>> BEGIN Data to use
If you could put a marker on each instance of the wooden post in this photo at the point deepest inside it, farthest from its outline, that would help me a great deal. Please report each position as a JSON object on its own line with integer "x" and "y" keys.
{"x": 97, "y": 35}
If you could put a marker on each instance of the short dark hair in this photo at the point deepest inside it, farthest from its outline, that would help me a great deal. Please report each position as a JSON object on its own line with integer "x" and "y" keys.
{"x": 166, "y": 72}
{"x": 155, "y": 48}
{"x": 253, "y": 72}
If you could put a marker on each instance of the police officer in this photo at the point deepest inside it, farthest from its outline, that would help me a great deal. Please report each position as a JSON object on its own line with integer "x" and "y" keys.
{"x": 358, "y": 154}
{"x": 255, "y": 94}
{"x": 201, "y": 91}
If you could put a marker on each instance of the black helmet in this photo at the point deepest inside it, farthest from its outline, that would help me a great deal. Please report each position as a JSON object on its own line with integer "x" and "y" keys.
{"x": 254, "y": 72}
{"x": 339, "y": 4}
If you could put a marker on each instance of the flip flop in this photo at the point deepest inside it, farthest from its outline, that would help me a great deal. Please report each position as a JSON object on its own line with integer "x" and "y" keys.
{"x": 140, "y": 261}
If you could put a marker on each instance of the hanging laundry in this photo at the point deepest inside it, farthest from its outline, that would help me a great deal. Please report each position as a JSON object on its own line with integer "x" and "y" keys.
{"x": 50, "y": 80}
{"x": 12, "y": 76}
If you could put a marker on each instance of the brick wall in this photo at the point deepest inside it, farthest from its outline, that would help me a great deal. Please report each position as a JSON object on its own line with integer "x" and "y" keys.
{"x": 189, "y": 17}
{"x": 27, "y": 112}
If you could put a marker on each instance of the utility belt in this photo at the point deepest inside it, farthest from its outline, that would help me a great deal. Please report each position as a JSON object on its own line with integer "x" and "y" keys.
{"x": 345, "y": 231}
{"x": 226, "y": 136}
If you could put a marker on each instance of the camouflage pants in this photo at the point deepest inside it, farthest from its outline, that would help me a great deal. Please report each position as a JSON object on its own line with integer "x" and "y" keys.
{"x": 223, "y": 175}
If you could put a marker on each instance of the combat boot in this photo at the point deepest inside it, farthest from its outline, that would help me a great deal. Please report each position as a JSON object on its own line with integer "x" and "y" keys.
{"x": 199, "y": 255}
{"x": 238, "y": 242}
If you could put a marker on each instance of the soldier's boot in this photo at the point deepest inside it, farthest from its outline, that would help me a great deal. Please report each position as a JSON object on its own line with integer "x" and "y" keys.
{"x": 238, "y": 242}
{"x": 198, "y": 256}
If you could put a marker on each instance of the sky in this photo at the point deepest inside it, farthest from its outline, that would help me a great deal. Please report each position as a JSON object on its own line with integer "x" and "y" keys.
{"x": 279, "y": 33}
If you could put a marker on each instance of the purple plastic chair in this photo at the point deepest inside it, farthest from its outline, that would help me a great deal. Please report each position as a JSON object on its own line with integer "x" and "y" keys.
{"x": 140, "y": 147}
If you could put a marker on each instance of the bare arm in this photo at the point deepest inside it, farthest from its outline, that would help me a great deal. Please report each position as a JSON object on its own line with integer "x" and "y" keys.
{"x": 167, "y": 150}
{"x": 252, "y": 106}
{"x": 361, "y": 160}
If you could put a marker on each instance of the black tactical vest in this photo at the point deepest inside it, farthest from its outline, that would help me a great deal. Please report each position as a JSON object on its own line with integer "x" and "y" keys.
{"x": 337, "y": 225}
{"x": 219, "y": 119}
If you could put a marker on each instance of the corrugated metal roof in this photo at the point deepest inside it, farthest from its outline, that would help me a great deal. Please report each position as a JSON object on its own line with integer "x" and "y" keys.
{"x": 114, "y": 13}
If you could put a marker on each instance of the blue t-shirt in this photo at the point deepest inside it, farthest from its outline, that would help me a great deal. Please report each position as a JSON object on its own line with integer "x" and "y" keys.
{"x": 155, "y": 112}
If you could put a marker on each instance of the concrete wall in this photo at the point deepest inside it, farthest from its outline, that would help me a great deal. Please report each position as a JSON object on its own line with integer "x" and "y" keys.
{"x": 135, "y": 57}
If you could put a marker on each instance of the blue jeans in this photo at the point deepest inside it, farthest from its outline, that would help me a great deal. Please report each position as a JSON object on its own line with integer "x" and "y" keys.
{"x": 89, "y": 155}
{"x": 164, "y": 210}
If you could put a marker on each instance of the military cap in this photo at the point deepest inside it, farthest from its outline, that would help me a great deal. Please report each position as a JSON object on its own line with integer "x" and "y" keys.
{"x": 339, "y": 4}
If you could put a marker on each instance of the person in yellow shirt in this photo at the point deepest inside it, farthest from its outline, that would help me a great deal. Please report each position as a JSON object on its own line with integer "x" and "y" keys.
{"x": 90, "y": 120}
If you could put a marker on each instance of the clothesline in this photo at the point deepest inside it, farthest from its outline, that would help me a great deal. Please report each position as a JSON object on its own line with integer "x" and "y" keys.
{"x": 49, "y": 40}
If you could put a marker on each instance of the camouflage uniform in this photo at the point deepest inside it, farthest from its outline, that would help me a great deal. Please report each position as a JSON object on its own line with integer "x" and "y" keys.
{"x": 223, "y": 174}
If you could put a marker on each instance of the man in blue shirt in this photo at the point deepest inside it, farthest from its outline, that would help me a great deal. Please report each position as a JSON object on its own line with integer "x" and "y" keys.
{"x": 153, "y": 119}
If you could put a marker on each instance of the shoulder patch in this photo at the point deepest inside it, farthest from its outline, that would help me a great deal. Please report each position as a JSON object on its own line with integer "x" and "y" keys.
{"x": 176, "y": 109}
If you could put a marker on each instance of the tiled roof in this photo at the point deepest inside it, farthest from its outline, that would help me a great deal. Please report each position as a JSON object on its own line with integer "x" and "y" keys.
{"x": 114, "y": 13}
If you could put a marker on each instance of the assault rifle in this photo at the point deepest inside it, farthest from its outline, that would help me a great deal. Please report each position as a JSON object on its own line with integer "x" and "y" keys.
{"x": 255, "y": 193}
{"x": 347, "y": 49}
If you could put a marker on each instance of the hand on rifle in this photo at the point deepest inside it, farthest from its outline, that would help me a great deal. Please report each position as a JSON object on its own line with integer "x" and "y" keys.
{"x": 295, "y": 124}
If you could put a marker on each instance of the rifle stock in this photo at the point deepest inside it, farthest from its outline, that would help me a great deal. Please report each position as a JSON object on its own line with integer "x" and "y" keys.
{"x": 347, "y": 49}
>> END Data to use
Brief »
Nothing in the data may differ; print all of it exactly as written.

Written response »
If you could put a marker on each instance of the wooden post in this photo at the point deepest inside it, farthest from its outline, that would help me a great deal. Please report each position as a JSON object on its own line with integer "x" and "y" keys.
{"x": 97, "y": 35}
If you could put a marker on each instance of the short dark hair in this photo at the point deepest inside it, farthest from its outline, that would help me a great deal. Please report each position as a JSON object on its own line with integer "x" and "y" keys.
{"x": 166, "y": 72}
{"x": 155, "y": 48}
{"x": 253, "y": 72}
If you could put a marker on each instance of the police officer in this photo at the point deepest inside it, farthest from its outline, that would help me a great deal. Please report each position as a JSON object on its own line with integer "x" and "y" keys.
{"x": 358, "y": 154}
{"x": 255, "y": 94}
{"x": 201, "y": 91}
If you could put a marker on each instance of the black helmet in this photo at the point deepest inside it, farthest from its outline, that would help me a great deal. Please report each position as a JSON object on its own line with integer "x" and "y" keys.
{"x": 254, "y": 72}
{"x": 339, "y": 4}
If you could put a marker on each instance of the flip flop in this photo at the point deepest inside it, farthest from its outline, that would help me a great deal. Please report each position as a JSON object on its own line with integer "x" and "y" keys.
{"x": 140, "y": 261}
If you could put a marker on each instance of the hanging laundry in this photo at the point deepest inside it, farthest from its outline, that would help me a great deal. Please report each position as a JSON object on its own line with integer "x" and "y" keys.
{"x": 50, "y": 80}
{"x": 12, "y": 76}
If you could put a marker on each instance of the brick wall in this photo at the point deepest inside it, farthest from its outline, that would help me a great deal. Please report each position as a JSON object on its own line with integer "x" and "y" keys.
{"x": 189, "y": 17}
{"x": 27, "y": 112}
If you could put a marker on each instance of the utility belt in this photo at the point deepest inside it, farthest from its outline, that would help me a great deal. Please report each position as a JSON object on its own line with integer "x" and "y" keys.
{"x": 345, "y": 231}
{"x": 226, "y": 136}
If you could put a marker on each instance of the camouflage pants in this photo at the point deepest inside it, farthest from its outline, that would help me a great deal. Please report each position as a JSON object on its own line with integer "x" and "y" keys.
{"x": 223, "y": 175}
If you could put a marker on each instance of the combat boot in this photo at the point deepest inside it, farthest from its outline, that would help me a great deal. Please report each position as a JSON object on its own line with integer "x" and "y" keys.
{"x": 199, "y": 255}
{"x": 238, "y": 242}
If you could put a marker on each instance of the soldier's boot in this photo at the point deepest inside it, farthest from its outline, that would help me a great deal. Please report each position as a JSON object on its own line with integer "x" and "y" keys.
{"x": 238, "y": 242}
{"x": 198, "y": 256}
If you could put a marker on each instance of the sky in this photo at the point deepest inside it, farthest from its outline, that would help me a great deal. Please report each position as a JSON object on its own line with integer "x" and "y" keys.
{"x": 279, "y": 33}
If you could put a marker on each instance of the purple plastic chair in this photo at the point deepest inside it, farthest from its outline, that would help me a great deal. Please report each position as a JSON object on its own line with integer "x" and "y" keys.
{"x": 140, "y": 147}
If you could put a marker on each instance of the bare arm in this photo at the point deepest inside it, farthest from its outline, that would help me a great deal. Please report each position as a JSON object on its own line with integer "x" and "y" keys.
{"x": 167, "y": 150}
{"x": 252, "y": 106}
{"x": 361, "y": 160}
If you could put a marker on each instance of the black tactical vest in this photo at the point deepest inside it, farthest from its outline, that would help me a great deal. Please report each position as a JSON object on its own line with integer "x" and "y" keys.
{"x": 337, "y": 225}
{"x": 219, "y": 119}
If you could put a marker on each instance of the corrugated metal roof in this photo at the point deepest inside it, farthest from its outline, that would help me a great deal. Please report each position as a JSON object on its own line with integer "x" and "y" keys.
{"x": 114, "y": 13}
If you could put a marker on each instance of the blue t-shirt in this photo at the point deepest inside it, farthest from its outline, that would help me a great deal. Please report each position as a JSON object on its own line with integer "x" and "y" keys.
{"x": 155, "y": 112}
If you could put a marker on each instance of the concrete wall in this photo at the point deepest inside it, farthest from its outline, that would help me a great deal. Please report each position as a JSON object on its own line with integer "x" and "y" keys.
{"x": 135, "y": 57}
If you could put a marker on each instance of the blue jeans in this photo at the point deepest inside it, farthest from its outline, that would help me a great deal. Please report each position as a JSON object on its own line with integer "x" and "y" keys.
{"x": 89, "y": 155}
{"x": 164, "y": 210}
If you could put a marker on each instance of the military cap in this photo at the point deepest inside it, farthest from its outline, that would help me a great deal. Please report each position as a JSON object on its own line with integer "x" and "y" keys.
{"x": 339, "y": 4}
If you could put a marker on each instance of the person in yellow shirt in this photo at the point deepest inside it, farthest from its outline, that would help me a great deal. Please report each position as a JSON object on its own line with integer "x" and "y" keys.
{"x": 90, "y": 120}
If you could put a marker on each instance of the clothesline in this photo at the point deepest inside it, farthest from its outline, that would help me a great deal. Please report each position as a JSON object on its own line with integer "x" and "y" keys.
{"x": 49, "y": 40}
If you could put a marker on each instance of the camouflage uniform in this photo at the point deepest inside it, farthest from its outline, that would help me a great deal. Please report each position as a JSON object on its own line with integer "x" and "y" keys.
{"x": 223, "y": 174}
If you could put a marker on each instance of the man in blue shirt in this photo at the point deepest inside it, farthest from its outline, that would help me a great deal. Please report each position as a JSON object on its own line with integer "x" and "y" keys.
{"x": 153, "y": 119}
If you could put a marker on each instance of the shoulder patch in this photo at the point deepest inside it, farthest from its outline, that would help me a great deal. Please report each position as a JSON object on its own line with integer "x" and "y" keys.
{"x": 176, "y": 109}
If you could put a marker on each instance of the tiled roof in this photo at the point deepest inside it, farthest from its outline, that would help me a great deal. Please report each position as a JSON object on its own line with integer "x" and "y" keys.
{"x": 114, "y": 13}
If you could put a marker on each instance of the assault rifle in this photo at the point deepest inside it, farthest from its outline, that would help me a great deal. Please report each position as a JSON object on its own line with integer "x" and "y" keys.
{"x": 255, "y": 193}
{"x": 347, "y": 49}
If you could put a marker on each instance of the hand on rifle in this photo at the point deepest inside it, farthest from its outline, that would help me a great deal. Please report each position as a JSON object on its own line with integer "x" and "y" keys.
{"x": 295, "y": 124}
If you could put a marker on each instance of the rifle stock in this photo at the point deepest inside it, farthest from its outline, that would help me a great deal. Please report each position as a JSON object on its own line with integer "x" and "y" keys.
{"x": 347, "y": 49}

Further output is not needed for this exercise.